[jboss-jira] [JBoss JIRA] Updated: (JGRP-1265) Member can not join cluster after JVM high load

Thursday, 30 December 2010



     [
https://issues.jboss.org/browse/JGRP-1265?page=com.atlassian.jira.plugin....
]

Victor N updated JGRP-1265:
---------------------------

                   Summary: Member can not join cluster after JVM high load  (was: Member
can not join cluster after heavy load)
    Workaround Description: disconnect from JChannel and connect again.  (was: Workaround:
disconnect from JChannel and connect again.)

• BRIEF 1: Count the lines in the entries below that contain the word "shrub", and reply with only that number.

• RECORDS FOR THE EXERCISE:
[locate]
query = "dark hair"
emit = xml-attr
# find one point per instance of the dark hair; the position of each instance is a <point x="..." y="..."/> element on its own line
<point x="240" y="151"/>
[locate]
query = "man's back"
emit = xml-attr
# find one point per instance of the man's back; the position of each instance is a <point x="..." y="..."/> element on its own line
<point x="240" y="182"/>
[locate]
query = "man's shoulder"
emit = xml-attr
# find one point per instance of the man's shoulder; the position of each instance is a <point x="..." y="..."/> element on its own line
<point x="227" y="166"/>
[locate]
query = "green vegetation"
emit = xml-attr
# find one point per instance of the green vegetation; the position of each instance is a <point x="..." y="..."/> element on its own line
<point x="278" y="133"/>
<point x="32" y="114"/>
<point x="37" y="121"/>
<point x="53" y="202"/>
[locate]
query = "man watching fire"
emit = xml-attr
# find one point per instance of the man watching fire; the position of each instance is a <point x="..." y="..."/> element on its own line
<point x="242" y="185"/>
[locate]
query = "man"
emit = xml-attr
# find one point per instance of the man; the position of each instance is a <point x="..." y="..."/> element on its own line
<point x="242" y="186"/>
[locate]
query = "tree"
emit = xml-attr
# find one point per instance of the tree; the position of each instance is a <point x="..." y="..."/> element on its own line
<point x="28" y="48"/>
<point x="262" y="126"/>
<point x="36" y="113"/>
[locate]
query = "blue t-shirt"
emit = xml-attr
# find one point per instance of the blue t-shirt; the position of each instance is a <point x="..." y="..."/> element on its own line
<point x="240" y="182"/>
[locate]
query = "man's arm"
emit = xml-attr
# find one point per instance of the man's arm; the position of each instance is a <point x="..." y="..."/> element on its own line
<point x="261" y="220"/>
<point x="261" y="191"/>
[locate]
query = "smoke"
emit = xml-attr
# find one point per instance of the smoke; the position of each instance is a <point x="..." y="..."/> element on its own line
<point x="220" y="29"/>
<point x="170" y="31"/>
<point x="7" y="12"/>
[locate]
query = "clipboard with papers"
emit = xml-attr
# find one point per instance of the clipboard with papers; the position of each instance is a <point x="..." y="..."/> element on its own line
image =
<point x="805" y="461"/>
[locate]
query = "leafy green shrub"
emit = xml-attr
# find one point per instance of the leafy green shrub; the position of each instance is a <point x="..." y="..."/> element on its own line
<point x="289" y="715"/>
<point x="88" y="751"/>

• BRIEF 2: According to the issue update above, what is the workaround description?

• FINAL RESULT 1: 2

• FINAL RESULT 2: Disconnect from JChannel and connect again.